--- MATERIAL PROVIDED ---

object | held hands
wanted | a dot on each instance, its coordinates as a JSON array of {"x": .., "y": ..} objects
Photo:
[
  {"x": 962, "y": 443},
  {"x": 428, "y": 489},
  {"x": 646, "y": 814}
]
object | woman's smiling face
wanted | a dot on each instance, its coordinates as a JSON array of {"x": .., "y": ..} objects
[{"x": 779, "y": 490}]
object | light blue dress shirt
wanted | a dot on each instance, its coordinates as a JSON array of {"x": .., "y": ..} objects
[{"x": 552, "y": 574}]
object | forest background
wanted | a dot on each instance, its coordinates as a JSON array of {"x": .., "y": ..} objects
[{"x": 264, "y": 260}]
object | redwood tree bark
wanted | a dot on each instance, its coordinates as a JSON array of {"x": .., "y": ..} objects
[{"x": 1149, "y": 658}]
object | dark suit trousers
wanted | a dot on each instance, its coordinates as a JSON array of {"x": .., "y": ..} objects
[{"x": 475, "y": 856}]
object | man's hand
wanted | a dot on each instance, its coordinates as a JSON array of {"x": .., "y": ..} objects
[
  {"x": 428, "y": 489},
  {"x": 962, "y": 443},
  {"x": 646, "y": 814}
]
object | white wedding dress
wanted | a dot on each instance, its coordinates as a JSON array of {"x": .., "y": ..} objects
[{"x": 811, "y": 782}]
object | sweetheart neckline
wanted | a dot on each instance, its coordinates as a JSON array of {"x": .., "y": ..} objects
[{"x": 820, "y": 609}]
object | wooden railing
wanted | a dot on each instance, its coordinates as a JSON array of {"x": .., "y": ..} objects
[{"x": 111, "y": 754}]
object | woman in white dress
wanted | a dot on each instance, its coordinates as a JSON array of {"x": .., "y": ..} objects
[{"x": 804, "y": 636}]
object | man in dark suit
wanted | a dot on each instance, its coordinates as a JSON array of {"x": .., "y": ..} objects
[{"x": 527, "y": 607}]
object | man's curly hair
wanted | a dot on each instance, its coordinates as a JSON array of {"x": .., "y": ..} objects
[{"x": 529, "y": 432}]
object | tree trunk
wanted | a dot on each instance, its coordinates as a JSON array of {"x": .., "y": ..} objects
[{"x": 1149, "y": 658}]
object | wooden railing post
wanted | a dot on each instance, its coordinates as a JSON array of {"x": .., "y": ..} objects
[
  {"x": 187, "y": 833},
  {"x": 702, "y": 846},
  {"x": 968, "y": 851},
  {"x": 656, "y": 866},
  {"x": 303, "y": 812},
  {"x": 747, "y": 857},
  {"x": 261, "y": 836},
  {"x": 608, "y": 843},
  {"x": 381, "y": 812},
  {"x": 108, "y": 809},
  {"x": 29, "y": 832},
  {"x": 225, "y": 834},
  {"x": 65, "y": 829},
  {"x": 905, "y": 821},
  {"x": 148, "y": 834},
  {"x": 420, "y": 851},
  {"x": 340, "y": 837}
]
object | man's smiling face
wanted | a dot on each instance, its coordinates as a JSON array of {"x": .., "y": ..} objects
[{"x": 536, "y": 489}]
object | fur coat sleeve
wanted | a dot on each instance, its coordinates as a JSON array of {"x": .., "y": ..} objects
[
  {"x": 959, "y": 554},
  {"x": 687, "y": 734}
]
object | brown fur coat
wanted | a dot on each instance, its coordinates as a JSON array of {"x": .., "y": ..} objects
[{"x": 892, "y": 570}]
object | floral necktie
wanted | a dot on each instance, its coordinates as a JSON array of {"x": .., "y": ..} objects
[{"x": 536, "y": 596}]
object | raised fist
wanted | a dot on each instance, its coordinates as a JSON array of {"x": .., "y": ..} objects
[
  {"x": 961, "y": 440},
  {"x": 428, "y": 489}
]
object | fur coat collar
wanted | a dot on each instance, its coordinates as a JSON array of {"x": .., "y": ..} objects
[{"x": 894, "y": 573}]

---

-- TASK ITEM --
Pick out and copy the lines of the entries that hold the string "railing".

-- TASK SOLUTION --
object | wooden railing
object | wooden railing post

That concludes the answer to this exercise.